Exercise aim
Lay out, as a Markdown table with the columns Row and Line, the records from the line containing "Objective — one point per instance of the shadow" through the end of the records, both ends included. Give each line its own numbered row and skip blank lines.
-- begin Material for this task --
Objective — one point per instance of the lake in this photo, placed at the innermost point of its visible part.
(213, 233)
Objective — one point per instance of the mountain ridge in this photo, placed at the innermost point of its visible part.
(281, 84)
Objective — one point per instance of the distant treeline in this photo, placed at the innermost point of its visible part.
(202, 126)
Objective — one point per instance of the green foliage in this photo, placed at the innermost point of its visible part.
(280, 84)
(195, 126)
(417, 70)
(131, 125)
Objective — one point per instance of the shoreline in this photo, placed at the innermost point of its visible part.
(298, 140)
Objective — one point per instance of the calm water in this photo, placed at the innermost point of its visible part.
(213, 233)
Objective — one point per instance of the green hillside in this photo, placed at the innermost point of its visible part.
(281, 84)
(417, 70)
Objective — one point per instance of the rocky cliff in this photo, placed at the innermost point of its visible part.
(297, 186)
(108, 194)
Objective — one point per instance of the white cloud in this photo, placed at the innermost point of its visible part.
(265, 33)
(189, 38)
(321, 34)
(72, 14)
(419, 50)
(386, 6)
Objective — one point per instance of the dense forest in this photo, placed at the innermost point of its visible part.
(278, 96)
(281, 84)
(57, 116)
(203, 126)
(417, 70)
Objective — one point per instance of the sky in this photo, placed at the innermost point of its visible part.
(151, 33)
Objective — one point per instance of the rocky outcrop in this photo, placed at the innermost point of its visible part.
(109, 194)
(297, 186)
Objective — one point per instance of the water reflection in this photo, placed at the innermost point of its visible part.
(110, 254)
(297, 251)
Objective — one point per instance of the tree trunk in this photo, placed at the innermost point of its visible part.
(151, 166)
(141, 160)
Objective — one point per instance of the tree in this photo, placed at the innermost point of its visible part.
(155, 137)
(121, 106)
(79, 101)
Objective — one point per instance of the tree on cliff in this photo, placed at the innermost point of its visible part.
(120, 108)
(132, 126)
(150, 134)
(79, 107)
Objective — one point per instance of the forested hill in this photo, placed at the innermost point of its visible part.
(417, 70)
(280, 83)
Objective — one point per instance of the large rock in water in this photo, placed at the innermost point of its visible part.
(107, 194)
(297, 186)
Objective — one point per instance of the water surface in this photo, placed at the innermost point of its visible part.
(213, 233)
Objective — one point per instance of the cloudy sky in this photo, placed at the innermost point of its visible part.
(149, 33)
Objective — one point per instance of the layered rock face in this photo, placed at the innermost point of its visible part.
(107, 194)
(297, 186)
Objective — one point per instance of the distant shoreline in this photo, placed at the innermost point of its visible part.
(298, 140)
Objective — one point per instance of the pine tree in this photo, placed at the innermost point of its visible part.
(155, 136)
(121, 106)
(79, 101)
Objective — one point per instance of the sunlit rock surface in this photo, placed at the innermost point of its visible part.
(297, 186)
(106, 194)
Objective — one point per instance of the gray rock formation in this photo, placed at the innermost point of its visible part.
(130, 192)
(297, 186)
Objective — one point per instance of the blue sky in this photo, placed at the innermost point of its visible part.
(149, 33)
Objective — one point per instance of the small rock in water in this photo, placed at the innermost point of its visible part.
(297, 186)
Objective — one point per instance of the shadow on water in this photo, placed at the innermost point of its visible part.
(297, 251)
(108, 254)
-- end Material for this task --
Solution
| Row | Line |
|---|---|
| 1 | Objective — one point per instance of the shadow on water in this photo, placed at the innermost point of its visible part. |
| 2 | (297, 251) |
| 3 | (108, 254) |